**Input**
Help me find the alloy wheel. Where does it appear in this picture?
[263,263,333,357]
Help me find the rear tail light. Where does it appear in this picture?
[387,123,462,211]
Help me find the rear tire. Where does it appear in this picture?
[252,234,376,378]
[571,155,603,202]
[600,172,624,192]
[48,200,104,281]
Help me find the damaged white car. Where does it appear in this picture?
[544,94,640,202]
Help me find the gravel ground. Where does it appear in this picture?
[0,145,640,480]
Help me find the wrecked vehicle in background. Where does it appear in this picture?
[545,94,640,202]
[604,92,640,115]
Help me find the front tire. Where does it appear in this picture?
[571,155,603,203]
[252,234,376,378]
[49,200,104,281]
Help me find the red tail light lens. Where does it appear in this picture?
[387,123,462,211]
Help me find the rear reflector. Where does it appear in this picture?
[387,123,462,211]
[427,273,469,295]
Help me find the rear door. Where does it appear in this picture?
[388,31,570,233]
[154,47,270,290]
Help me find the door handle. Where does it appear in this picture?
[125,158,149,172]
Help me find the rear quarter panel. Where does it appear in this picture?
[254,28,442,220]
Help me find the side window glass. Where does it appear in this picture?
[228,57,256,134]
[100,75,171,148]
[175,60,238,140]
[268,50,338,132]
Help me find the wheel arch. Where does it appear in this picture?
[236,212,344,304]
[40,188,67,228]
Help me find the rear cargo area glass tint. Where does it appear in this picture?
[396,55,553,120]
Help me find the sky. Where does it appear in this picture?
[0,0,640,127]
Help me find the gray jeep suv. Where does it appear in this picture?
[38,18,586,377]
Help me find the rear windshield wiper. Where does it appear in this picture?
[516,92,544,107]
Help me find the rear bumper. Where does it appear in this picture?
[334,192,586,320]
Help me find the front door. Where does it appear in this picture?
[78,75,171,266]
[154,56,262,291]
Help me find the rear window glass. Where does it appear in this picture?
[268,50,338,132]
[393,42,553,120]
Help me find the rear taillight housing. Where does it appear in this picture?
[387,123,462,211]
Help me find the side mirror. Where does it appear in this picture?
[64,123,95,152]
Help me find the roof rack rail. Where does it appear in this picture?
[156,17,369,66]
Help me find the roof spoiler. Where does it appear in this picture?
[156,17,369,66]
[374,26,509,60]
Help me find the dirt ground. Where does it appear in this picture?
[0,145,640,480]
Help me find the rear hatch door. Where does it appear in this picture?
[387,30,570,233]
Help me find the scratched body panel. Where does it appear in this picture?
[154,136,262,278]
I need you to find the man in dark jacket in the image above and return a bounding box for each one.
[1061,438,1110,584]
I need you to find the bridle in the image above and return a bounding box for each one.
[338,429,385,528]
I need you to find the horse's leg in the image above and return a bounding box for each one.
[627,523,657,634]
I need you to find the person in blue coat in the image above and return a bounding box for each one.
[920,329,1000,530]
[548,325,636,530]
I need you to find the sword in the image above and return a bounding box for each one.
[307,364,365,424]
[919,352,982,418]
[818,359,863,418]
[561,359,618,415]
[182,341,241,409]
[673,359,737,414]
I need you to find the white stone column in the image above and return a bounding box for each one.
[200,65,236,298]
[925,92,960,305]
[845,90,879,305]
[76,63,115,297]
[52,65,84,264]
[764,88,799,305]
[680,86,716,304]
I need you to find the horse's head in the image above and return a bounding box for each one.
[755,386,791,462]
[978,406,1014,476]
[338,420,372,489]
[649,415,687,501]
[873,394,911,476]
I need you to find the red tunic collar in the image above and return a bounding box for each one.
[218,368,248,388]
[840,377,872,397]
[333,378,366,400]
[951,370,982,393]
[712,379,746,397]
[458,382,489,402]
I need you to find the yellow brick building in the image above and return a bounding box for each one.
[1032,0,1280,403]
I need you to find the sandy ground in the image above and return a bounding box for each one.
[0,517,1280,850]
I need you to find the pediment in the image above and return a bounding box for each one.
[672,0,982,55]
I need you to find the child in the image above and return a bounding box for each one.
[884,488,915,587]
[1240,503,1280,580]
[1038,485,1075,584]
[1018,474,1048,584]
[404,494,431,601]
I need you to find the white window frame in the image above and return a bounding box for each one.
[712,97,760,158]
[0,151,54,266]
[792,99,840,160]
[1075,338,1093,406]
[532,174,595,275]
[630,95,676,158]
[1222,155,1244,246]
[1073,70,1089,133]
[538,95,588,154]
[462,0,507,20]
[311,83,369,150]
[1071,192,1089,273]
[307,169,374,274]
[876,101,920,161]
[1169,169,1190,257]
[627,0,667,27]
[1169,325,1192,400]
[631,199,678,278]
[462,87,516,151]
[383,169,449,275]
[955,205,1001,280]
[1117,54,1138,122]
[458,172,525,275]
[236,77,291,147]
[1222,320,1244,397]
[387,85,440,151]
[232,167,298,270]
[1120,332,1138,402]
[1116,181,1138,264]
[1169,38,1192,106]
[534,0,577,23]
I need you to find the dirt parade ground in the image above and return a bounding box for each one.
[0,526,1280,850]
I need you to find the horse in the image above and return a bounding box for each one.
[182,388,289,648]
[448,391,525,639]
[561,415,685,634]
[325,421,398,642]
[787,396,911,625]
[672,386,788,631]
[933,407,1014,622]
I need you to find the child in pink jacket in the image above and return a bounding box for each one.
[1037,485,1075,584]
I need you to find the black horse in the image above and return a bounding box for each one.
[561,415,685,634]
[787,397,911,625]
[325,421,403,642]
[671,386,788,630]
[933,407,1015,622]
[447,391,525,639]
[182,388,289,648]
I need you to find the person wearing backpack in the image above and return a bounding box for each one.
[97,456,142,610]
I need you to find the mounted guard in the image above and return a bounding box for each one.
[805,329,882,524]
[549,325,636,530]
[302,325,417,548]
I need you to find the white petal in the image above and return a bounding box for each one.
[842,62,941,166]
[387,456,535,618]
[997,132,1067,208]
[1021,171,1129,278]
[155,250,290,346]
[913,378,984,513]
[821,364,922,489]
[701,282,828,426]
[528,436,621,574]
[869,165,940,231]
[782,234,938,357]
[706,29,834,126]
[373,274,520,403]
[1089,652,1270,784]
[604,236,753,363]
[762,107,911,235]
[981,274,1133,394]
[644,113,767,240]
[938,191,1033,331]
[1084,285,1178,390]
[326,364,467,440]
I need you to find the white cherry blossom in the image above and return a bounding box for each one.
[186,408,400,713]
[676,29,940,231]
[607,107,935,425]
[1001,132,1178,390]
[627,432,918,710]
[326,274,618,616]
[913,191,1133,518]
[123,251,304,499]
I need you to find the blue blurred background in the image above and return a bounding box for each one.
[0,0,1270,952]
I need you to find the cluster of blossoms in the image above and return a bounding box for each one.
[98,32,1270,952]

**Problem to solve**
Rewrite all the items above, replacing every "picture" with "image" and keeping everything else the same.

**Written solution**
Help me find the alloy wheel. Where does it appear in this image?
[263,263,333,357]
Help me find the rear tail light. Where does it appear in this image?
[387,123,462,211]
Help me find the rear tire. Where does it appear in this image?
[252,234,376,378]
[571,155,603,202]
[600,172,624,192]
[48,200,104,281]
Help me find the damaged white car. Where does it appear in this image?
[544,94,640,202]
Help me find the gravel ground. Where does it appear in this image?
[0,145,640,480]
Help me find the wrecked vehicle in background. Where does it appear in this image?
[545,94,640,202]
[604,92,640,115]
Help me find the front tire. Where does it appear in this image?
[571,155,603,203]
[252,234,376,378]
[49,200,104,281]
Help me find the red tail light lens. Where does it appear in this image?
[387,123,462,211]
Help me find the rear reflector. Where does it appear in this image?
[387,123,462,211]
[427,273,469,295]
Help me find the rear door. Where does it appear in this image?
[388,31,570,233]
[154,47,270,290]
Help me find the door handle. Where does it appear in this image?
[125,158,149,172]
Help me find the rear quarter panel. Where does it appear in this image?
[254,28,442,220]
Help me find the side window glass. Where does it appear in this image?
[228,57,256,134]
[100,75,171,148]
[175,60,238,140]
[268,50,338,132]
Help me find the wheel arch. Where does it appear in this image?
[236,212,344,304]
[40,188,67,228]
Help me find the rear cargo area glass tint. Where does it appear in this image?
[396,55,553,120]
Help me find the sky. Where does it appear in this image?
[0,0,640,127]
Help me find the gray jeep suv. Where does it appear in this image?
[38,18,586,377]
Help me find the rear windshield wiper. Where does it appear in this image?
[516,92,544,107]
Help me find the rear bumper. Where does it appear in this image?
[334,192,586,320]
Help me find the front door. Where does it appear in this image?
[78,75,171,266]
[154,56,262,291]
Help me find the rear window glass. Where does it appear in this image?
[268,50,338,132]
[393,42,553,120]
Help me find the rear taillight housing. Where does it appear in this image?
[387,123,462,211]
Help me find the side mirror. Where does it appear in this image?
[64,123,95,152]
Help me find the roof rack rail. Where does it appear in this image?
[156,17,369,66]
Help me find the roof spoiler. Where does it appear in this image?
[156,17,369,66]
[374,26,509,60]
Help me find the dirt ground. Where does it appear in this image?
[0,145,640,480]
Help me find the rear hatch door. Where does it appear in this image?
[387,30,570,233]
Help me find the scratched body panel. Where does it appear in this image?
[154,136,262,278]
I need you to find the man in dark jacket in the image above and return a bounding box for each one.
[1061,438,1110,584]
I need you to find the bridle in the image above and return a bounding box for each one.
[338,429,385,528]
I need you to find the horse's leg in the image above and return a bounding box for each one.
[627,523,657,634]
I need you to find the person in blue coat in the image above and return a bounding box for each one.
[920,329,1000,530]
[548,325,636,530]
I need you to find the sword in the image above and return a bounding box for each one.
[307,364,365,424]
[919,352,982,418]
[818,359,863,418]
[561,359,618,415]
[182,341,241,409]
[673,359,737,414]
I need you to find the white stone column in the image above and return a bounding box for each one.
[200,65,236,298]
[925,92,960,305]
[845,90,879,305]
[76,63,115,297]
[52,65,84,264]
[764,88,799,305]
[680,86,716,304]
I need you to find the horse's head in the image above and return a bounding box for each one.
[755,386,791,462]
[978,406,1014,476]
[338,420,372,489]
[649,415,687,501]
[873,394,911,476]
I need you to find the red tunic collar in the image above and return a bounding box for each one.
[218,368,248,388]
[840,377,872,397]
[333,378,366,400]
[951,370,982,393]
[712,379,746,397]
[458,382,489,402]
I need you to find the yellow brick building in the image above and return a bounding box for each one.
[1032,0,1280,403]
I need you to find the sandy ground in the image above and return a bounding box for each one.
[0,517,1280,850]
I need you to find the pediment in the image above and return a bounding box for each one.
[672,0,982,55]
I need you to find the child in the image above and return a bounding box for each one.
[884,488,915,587]
[1240,503,1280,580]
[1038,485,1075,584]
[1018,474,1048,584]
[404,494,431,601]
I need you to find the white window frame in the image above and return a bounding box for each one.
[712,97,760,158]
[0,151,54,266]
[792,99,840,160]
[1075,338,1093,406]
[532,174,595,275]
[630,95,676,158]
[1222,155,1244,246]
[1073,70,1089,133]
[538,95,588,154]
[462,0,507,20]
[311,83,369,150]
[1071,192,1089,273]
[307,169,374,274]
[876,101,920,161]
[1169,169,1190,257]
[627,0,667,27]
[1169,325,1192,400]
[631,199,678,278]
[462,87,516,151]
[383,169,449,275]
[955,205,1001,280]
[1117,54,1138,122]
[458,172,525,275]
[236,77,291,147]
[1222,320,1244,397]
[387,85,440,151]
[232,167,298,270]
[1120,332,1138,402]
[1116,181,1138,264]
[1169,38,1192,106]
[534,0,577,23]
I need you to find the dirt parade ground in the image above and return a bounding box for each one.
[0,526,1280,850]
I need you to find the horse in the image above and return a bounding box for each one.
[182,388,289,648]
[448,391,525,639]
[561,415,685,634]
[325,421,398,642]
[787,396,911,625]
[672,386,788,631]
[933,407,1014,622]
I need you to find the child in pink jacket in the image above and return a bounding box for each one.
[1037,485,1075,584]
I need you to find the black horse in the image above and return a bounding box for each one.
[561,415,685,634]
[787,397,911,625]
[325,421,403,642]
[671,386,788,630]
[933,407,1015,622]
[447,391,525,639]
[182,388,289,648]
I need you to find the person wearing backpack in the image above and return a bounding box for each one.
[97,456,142,610]
I need you to find the mounted guard in the image above and return a bounding box for each one.
[805,329,882,524]
[549,325,636,530]
[302,325,417,548]
I need you to find the white petal in the image above and return a bounding box for each one.
[842,62,941,166]
[387,456,535,618]
[997,132,1067,208]
[1021,171,1129,278]
[155,250,290,346]
[913,378,984,513]
[821,364,922,489]
[701,282,828,426]
[528,436,621,574]
[869,165,940,231]
[782,234,938,357]
[706,29,834,126]
[373,274,520,403]
[1089,652,1270,784]
[604,236,753,363]
[762,107,911,235]
[981,274,1133,394]
[644,113,767,240]
[938,191,1033,331]
[1084,285,1178,390]
[326,364,467,440]
I need you to find the white cherry blossom in the image above and return a bounding box for each one.
[186,408,400,713]
[676,29,940,231]
[607,107,935,425]
[1001,132,1178,390]
[627,432,918,710]
[326,274,618,616]
[913,191,1133,518]
[123,251,304,499]
I need you to find the blue blurred background in the image above and return a bounding box for each one.
[0,0,1270,952]
I need you to find the cluster of blossoms in the image above and return a bounding box for each one.
[98,32,1270,952]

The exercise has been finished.